TEXT EXCERPT
───
Mutations of Tyr994, absolutely conserved among clostridial CBDs, showed the greatest influence on collagen binding. Loss of the tyrosine hydroxyl group in Y994F decreased activity by ∼12-fold, while removal of the aromatic side chain in Y994A reduced activity to immeasurable levels. Since the triple-helical peptides (Pro-Hyp-Gly)8 and (Pro-Pro-Gly)8 bind tightly to CBD, the hydroxyl group of the Tyr994 is likely to be hydrogen binding to the main-chain atoms rather than to the hydroxyl group of Hyp as expected for a protein–collagen complex (Perona et al., 1997). Mutagenesis has allowed identification of Tyr994 as the ‘hot-spot’ for the protein– protein interface. According to Bogan and Thorn (1998), the protein–protein interface hot-spot is composed of a small set of important residues often enriched in tryptophan, tyrosine and arginine surrounded by energetically less important residues. Alanine mutations of less important residues whose role is to occlude bulk solvent from the hot-spot often do not significantly affect binding.

Of the three residues shown to increase collagen-binding activity upon mutation, only Arg929 is a surface residue. In holo-CBD Arg929 adopts one of the two orientations found in the apo-CBD structure, and mutation to alanine may reduce unfavorable interactions with collagen due to reduced functional group rotational freedom and steric hindrance. For the non-conserved core-oriented residue Phe952, the mutation to alanine most likely rearranges core packing by giving neighboring Lys948 and Lys995 more room. The weakly conserved Val978 is also core oriented, and the V978A mutation probably improves packing.
───
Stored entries
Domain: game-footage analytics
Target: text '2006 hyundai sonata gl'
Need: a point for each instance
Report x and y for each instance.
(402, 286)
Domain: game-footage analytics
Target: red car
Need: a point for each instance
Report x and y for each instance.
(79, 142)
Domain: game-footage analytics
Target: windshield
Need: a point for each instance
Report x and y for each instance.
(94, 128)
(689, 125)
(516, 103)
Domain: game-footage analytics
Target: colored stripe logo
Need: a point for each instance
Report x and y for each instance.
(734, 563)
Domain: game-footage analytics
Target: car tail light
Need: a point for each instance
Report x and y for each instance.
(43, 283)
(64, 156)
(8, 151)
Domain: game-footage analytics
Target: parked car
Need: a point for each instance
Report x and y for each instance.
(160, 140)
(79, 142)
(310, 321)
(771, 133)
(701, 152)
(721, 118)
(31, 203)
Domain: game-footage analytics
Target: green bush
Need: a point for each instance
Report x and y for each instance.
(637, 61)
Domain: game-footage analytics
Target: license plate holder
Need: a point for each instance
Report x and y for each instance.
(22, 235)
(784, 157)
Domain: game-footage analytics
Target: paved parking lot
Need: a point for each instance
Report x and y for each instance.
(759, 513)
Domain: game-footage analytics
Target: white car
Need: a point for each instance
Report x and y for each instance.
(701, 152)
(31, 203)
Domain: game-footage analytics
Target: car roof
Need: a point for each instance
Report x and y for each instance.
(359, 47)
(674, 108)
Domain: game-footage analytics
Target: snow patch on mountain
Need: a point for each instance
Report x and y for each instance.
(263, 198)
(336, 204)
───
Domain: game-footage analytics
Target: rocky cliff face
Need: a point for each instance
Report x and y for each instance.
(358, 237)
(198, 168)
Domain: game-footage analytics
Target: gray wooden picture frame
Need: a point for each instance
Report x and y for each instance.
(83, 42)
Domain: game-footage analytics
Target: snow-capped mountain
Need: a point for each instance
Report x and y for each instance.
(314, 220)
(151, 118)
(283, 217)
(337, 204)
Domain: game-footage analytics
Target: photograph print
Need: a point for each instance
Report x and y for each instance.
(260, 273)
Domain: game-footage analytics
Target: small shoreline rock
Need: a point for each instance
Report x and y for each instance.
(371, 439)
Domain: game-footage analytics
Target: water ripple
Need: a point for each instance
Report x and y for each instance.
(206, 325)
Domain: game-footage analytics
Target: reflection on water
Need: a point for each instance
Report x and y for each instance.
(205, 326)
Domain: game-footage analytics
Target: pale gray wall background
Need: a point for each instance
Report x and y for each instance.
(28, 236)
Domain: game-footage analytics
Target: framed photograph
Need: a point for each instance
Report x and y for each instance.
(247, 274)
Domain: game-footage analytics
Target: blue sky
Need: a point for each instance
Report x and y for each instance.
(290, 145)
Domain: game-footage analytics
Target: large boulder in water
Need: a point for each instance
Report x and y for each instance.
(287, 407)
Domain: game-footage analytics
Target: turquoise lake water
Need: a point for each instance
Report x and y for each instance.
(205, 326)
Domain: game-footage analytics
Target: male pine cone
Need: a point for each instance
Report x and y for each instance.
───
Extend the excerpt on collagen-binding domain mutations from where it stops. None of the data is needed for this.

Protein docking was used to predict possible orientations of collagen across CBD. A model tri-peptide (PPG)6 was created and docked to holo-CBD. The solutions were filtered to select binding models consistent with the five key residues known to interact with collagen. Of the top ten solutions, the highest scoring orientation appeared eight times with only slight variations (Figure 8B). Another of the top ten solutions placed the collagen molecule in the opposite direction from the major solution (Figure 8C). The final orientation among the top ten allowed collagen to interact with His959 in a skewed orientation (Figure 8D). When the collagen mimic was docked to the apo-CBD structure, six of the top twenty solutions placed collagen in an orientation similar to that in Figure 8D with the collagen triple helix terminating into the protein’s α-helix. For apo-CBD the orientations in Figure 8B and C were observed eight and six times, respectively. Unfortunately, the calculation cannot take into account a possible contribution from bridging H2O nor the flexibility of the N-terminus in the absence of calcium.

Other collagen-binding proteins

CBD shares no sequence or structural homology to any eukaryotic collagen-binding proteins. For wound repair, both the inserted domain from multiple integrin α-chains (α1, α2, α10 and α11) and the homologous von Willebrand Factor (vWF) A3 domain adopt a ‘dinucleotide-binding’ fold (Emsley et al., 1997, 1998, 2000; Huizinga et al., 1997; Legge et al., 2000). The integrin α-I domain proteins contain a collagen-binding edge with a metal ion-dependent adhesion site (MIDAS) motif on the top face (Emsley et al., 2000). Tertiary structural changes upon the change of metal coordination aid collagen-binding activity and extend to the far side of the domain. vWF also binds collagen but lacks the MIDAS motif found in integrin.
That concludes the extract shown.